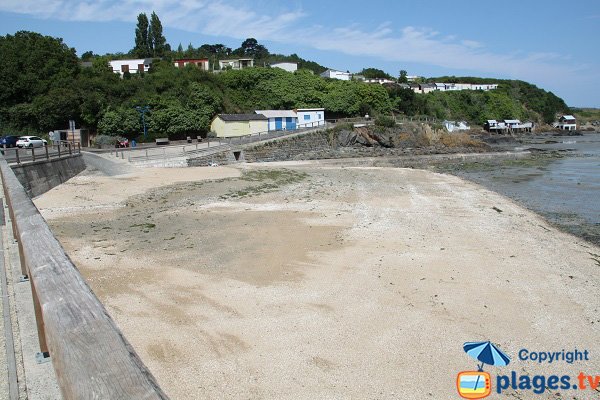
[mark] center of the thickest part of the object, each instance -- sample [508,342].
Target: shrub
[385,121]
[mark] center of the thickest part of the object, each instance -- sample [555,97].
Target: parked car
[31,141]
[8,141]
[122,143]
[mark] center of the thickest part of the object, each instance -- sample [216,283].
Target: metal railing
[23,155]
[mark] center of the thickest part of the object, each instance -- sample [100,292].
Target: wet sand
[303,281]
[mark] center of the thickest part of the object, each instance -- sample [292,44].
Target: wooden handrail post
[39,320]
[90,355]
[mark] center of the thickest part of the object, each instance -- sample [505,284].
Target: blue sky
[553,44]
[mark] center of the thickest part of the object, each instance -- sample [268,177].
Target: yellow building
[233,125]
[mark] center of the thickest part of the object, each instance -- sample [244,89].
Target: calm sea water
[566,190]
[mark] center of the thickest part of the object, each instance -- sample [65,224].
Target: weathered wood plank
[90,355]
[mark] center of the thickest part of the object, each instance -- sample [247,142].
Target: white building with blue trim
[310,117]
[280,120]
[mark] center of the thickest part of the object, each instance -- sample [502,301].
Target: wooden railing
[90,355]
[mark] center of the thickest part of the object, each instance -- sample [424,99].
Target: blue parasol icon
[487,353]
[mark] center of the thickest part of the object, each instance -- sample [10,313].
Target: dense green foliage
[533,102]
[149,39]
[374,73]
[512,100]
[43,86]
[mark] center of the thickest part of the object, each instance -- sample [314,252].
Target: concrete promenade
[21,375]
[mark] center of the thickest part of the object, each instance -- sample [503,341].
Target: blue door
[290,123]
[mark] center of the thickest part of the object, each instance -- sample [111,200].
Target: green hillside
[38,97]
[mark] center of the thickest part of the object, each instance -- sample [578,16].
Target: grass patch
[596,258]
[144,226]
[265,181]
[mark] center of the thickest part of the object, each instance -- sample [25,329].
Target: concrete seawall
[40,176]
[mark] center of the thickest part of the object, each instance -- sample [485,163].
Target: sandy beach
[313,281]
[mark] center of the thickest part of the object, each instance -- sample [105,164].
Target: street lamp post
[143,110]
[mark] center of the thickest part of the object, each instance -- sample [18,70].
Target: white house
[452,126]
[201,63]
[131,66]
[280,120]
[237,63]
[310,117]
[286,66]
[335,74]
[381,81]
[567,123]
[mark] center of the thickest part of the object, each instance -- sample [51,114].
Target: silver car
[31,141]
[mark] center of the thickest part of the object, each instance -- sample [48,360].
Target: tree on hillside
[24,79]
[143,46]
[155,36]
[88,56]
[403,77]
[149,39]
[374,73]
[251,48]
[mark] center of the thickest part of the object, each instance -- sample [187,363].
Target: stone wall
[316,146]
[40,176]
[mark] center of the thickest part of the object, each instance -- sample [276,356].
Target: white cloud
[234,18]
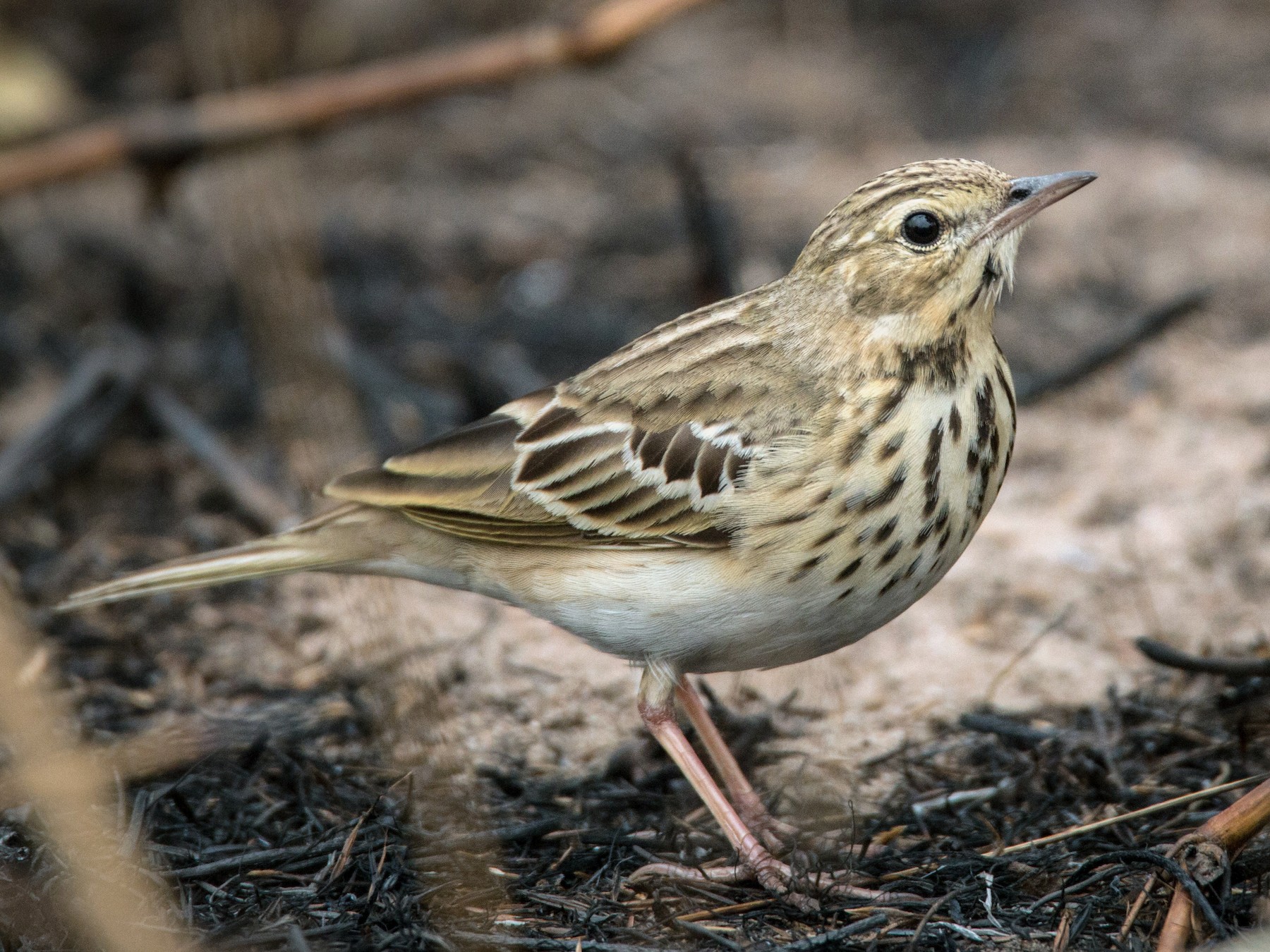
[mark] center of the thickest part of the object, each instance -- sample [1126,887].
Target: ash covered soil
[430,767]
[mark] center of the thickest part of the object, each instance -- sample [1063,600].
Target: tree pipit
[755,484]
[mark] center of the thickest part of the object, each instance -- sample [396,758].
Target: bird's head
[930,245]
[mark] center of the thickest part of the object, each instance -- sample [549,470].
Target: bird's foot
[781,837]
[776,877]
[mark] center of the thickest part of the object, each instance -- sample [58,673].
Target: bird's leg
[774,833]
[657,707]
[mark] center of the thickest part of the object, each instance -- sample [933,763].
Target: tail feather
[314,546]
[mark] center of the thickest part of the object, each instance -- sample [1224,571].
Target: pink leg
[655,707]
[749,803]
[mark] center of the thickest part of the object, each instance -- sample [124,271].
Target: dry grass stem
[106,898]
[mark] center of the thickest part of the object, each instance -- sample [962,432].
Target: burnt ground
[390,767]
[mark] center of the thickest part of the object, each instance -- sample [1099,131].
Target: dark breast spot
[806,568]
[882,496]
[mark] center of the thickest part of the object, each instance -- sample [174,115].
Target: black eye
[921,228]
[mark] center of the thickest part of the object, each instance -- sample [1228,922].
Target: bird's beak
[1029,196]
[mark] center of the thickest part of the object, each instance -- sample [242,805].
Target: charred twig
[831,939]
[111,901]
[1163,654]
[1006,728]
[709,230]
[97,390]
[1032,387]
[162,136]
[552,945]
[1080,831]
[255,499]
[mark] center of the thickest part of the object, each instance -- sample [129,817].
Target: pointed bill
[1029,196]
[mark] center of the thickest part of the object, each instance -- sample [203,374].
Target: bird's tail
[333,541]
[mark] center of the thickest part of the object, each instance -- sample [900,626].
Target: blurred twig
[255,499]
[97,389]
[1030,389]
[165,135]
[112,904]
[709,228]
[1170,657]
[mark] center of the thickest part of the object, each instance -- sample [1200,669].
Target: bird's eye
[921,228]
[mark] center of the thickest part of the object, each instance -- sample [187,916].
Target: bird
[755,484]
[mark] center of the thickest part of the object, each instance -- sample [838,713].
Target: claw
[776,877]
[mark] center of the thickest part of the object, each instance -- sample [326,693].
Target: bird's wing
[643,448]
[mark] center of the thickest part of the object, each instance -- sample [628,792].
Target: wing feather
[641,450]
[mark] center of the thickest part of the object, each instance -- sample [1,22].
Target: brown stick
[111,904]
[217,120]
[1217,842]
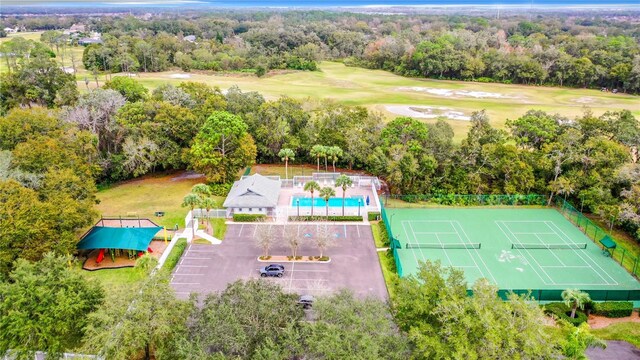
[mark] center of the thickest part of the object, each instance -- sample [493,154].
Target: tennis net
[442,246]
[549,246]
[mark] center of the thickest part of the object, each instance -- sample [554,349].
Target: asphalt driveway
[354,262]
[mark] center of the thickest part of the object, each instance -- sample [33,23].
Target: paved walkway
[618,350]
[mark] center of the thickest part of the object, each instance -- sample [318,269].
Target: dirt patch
[187,175]
[180,76]
[598,322]
[427,112]
[585,100]
[459,93]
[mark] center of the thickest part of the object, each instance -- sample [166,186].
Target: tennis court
[515,248]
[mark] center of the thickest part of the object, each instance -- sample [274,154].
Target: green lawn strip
[388,272]
[174,255]
[626,331]
[146,195]
[377,234]
[219,227]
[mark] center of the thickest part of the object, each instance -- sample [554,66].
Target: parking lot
[354,262]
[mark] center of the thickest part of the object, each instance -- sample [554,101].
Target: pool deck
[287,193]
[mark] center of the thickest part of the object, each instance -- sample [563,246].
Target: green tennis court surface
[515,248]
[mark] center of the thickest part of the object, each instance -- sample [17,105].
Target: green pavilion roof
[133,238]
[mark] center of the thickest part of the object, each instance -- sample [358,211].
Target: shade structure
[103,237]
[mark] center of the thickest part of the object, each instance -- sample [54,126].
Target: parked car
[306,301]
[272,270]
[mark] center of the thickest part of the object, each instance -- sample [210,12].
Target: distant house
[77,28]
[89,41]
[255,194]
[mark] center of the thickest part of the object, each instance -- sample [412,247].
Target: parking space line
[185,283]
[194,265]
[174,274]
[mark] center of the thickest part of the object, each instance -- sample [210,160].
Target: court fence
[594,232]
[426,200]
[556,294]
[393,242]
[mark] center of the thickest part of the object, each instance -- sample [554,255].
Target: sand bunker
[180,76]
[585,100]
[459,93]
[427,112]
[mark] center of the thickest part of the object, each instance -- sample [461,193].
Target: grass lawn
[628,331]
[390,276]
[377,234]
[148,194]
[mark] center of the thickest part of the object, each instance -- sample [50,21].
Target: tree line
[49,306]
[550,50]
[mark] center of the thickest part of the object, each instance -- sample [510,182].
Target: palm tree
[208,204]
[191,200]
[318,151]
[344,181]
[202,190]
[326,193]
[286,155]
[575,299]
[334,152]
[311,186]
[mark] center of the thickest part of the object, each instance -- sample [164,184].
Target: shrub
[220,189]
[175,254]
[562,311]
[249,217]
[324,218]
[614,309]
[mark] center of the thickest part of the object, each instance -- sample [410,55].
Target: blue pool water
[350,201]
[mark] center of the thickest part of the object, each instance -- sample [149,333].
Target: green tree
[326,193]
[44,306]
[575,299]
[318,151]
[447,323]
[576,339]
[191,201]
[222,147]
[144,324]
[334,152]
[243,320]
[128,87]
[311,186]
[286,155]
[343,181]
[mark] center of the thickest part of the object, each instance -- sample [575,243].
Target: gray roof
[253,191]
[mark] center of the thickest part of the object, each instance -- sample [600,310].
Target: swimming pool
[349,201]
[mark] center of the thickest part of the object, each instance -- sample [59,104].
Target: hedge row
[324,218]
[249,217]
[562,311]
[614,308]
[374,215]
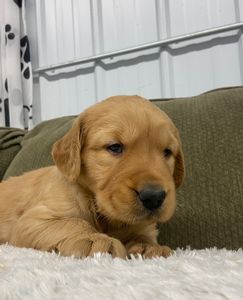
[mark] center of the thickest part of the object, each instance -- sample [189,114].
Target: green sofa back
[210,202]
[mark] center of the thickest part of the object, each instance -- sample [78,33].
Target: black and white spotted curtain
[15,67]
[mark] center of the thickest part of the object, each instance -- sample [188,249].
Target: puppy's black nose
[152,197]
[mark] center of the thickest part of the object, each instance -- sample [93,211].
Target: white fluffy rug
[206,274]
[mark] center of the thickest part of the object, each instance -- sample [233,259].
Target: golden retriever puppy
[114,178]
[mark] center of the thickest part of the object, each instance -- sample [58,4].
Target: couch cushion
[37,145]
[10,140]
[210,202]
____
Please put every line from the one containing "-- sample [233,259]." through the end of the rows into a Markdown table with the columns Number and Line, skipping any blank lines.

| Number | Line |
|---|---|
| 1 | [mark] center of the thickest part of the object, each instance -- sample [233,259]. |
| 2 | Target: golden retriever puppy |
| 3 | [114,178] |
| 4 | [mark] center of the thickest part of the object, each instance -- sample [58,4]. |
| 5 | Target: couch cushion |
| 6 | [37,145] |
| 7 | [10,140] |
| 8 | [210,202] |